• SET EXERCISE:
Reproduce the material below verbatim, from the line containing "of the large" through the end of the material.
--- begin RECORDS ---
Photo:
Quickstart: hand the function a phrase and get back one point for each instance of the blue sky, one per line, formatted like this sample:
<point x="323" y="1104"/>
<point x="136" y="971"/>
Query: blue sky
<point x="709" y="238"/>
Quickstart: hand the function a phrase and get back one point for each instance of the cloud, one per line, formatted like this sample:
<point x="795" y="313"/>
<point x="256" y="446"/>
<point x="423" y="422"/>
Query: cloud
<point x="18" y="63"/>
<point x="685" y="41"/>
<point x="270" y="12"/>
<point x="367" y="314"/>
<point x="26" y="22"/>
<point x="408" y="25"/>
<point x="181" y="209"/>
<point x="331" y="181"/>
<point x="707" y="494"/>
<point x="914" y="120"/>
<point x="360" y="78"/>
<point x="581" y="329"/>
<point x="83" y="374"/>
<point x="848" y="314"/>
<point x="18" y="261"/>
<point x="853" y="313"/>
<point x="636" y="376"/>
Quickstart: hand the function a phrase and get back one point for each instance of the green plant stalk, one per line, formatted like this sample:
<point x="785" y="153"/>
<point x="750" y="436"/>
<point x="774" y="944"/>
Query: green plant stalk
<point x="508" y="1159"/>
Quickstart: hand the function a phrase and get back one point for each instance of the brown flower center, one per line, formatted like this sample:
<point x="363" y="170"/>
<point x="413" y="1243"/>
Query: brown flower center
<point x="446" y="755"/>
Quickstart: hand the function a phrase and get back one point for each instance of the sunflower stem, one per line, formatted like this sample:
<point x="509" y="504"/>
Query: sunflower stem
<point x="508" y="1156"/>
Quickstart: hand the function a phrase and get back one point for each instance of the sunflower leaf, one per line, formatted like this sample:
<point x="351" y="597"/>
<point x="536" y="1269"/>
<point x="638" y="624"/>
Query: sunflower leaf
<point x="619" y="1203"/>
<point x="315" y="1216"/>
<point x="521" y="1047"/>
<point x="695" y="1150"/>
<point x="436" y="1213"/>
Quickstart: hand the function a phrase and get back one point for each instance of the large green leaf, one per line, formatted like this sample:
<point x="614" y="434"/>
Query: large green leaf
--- end RECORDS ---
• THE SOLUTION:
Quickstart: hand the function a phrase and get back one point for each instance of the large green leaf, one per line, formatted like this sample:
<point x="614" y="434"/>
Query: large green leaf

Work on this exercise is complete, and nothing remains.